# [TASK INSTRUCTIONS]
Please retype every one of the records below word for word.

(Data entries)
☆ ☆ ☆
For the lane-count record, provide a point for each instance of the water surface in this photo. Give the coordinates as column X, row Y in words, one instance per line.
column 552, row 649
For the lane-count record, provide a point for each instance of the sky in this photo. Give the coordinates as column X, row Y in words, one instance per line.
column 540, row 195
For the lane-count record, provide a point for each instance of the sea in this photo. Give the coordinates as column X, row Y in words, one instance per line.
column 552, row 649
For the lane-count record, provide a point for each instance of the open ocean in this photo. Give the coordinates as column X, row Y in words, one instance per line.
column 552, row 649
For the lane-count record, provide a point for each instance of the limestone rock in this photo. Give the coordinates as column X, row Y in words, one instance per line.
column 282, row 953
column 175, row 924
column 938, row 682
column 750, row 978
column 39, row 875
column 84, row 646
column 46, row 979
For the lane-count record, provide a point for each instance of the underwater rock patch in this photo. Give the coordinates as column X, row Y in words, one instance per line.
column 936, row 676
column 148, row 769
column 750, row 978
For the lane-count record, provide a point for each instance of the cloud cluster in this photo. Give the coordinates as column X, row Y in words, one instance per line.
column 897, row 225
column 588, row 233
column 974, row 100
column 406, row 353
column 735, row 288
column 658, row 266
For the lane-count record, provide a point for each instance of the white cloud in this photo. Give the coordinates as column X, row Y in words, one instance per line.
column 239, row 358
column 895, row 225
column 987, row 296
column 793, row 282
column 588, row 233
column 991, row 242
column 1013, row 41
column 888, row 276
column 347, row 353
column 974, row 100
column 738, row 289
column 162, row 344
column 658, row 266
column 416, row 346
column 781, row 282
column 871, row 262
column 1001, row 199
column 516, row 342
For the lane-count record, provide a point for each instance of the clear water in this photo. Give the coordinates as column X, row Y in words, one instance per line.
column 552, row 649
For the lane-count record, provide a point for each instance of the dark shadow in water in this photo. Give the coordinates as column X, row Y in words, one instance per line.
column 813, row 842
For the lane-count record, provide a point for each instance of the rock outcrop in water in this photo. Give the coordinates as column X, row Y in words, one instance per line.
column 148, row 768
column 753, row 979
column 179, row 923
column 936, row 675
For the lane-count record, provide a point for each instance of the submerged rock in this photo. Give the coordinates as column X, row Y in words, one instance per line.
☆ ☆ ☆
# [TASK RESPONSE]
For the lane-count record, provide a point for each instance of the water surface in this photo. Give the coordinates as column X, row Y in words, one instance per line.
column 552, row 649
For the lane-count record, provide a point for each instance of the sky in this photo. Give the coordinates as column X, row Y in words, one instance per line.
column 540, row 195
For the lane-count record, provide a point for each instance of the sea in this photo. Give the coordinates as column X, row Y in words, one instance per line.
column 552, row 649
For the lane-count record, provide a point for each instance of the open ocean in this photo. Give the coordinates as column X, row Y in words, one instance per line.
column 552, row 649
For the lane-count record, provide a point for each instance of the limestone rock in this photo. Give the coordinates as column X, row Y in words, one instance per line.
column 282, row 953
column 175, row 924
column 938, row 682
column 750, row 978
column 39, row 875
column 84, row 646
column 46, row 979
For the lane-count record, provide a point for each instance of the underwater rock patch in this photo. Give the coordinates as column X, row Y in words, one instance per line.
column 936, row 676
column 148, row 769
column 750, row 978
For the lane-count record, provide a point for each instance of the cloud cluster in this photo. Give the coordinates as column X, row Y in words, one instance per line.
column 897, row 225
column 588, row 233
column 974, row 100
column 406, row 353
column 735, row 288
column 658, row 266
For the lane-count record, provide a point for each instance of the white cloud in this photo. Give the coordinates as column X, row Y in words, one instance per line.
column 239, row 358
column 895, row 225
column 987, row 296
column 793, row 282
column 588, row 233
column 991, row 242
column 1013, row 41
column 888, row 276
column 347, row 353
column 974, row 100
column 738, row 289
column 162, row 344
column 658, row 266
column 416, row 346
column 781, row 282
column 871, row 262
column 1001, row 199
column 516, row 342
For the lane-count record, provide a point for each instance of the clear water in this photo. Give the coordinates as column X, row Y in words, one instance per line.
column 552, row 649
For the lane-count record, provide a point for each instance of the dark shadow in water in this photo. Give the coordinates as column X, row Y in words, one instance per line.
column 813, row 842
For the lane-count record, provide a point for each instance of the rock outcrop in water in this photo. Give the coordinates as column X, row Y in words, one instance per line.
column 148, row 768
column 753, row 979
column 179, row 923
column 936, row 675
For the lane-count record, provide a point for each instance of the submerged rock in this photo. Give the coordinates as column X, row Y in words, one instance per line.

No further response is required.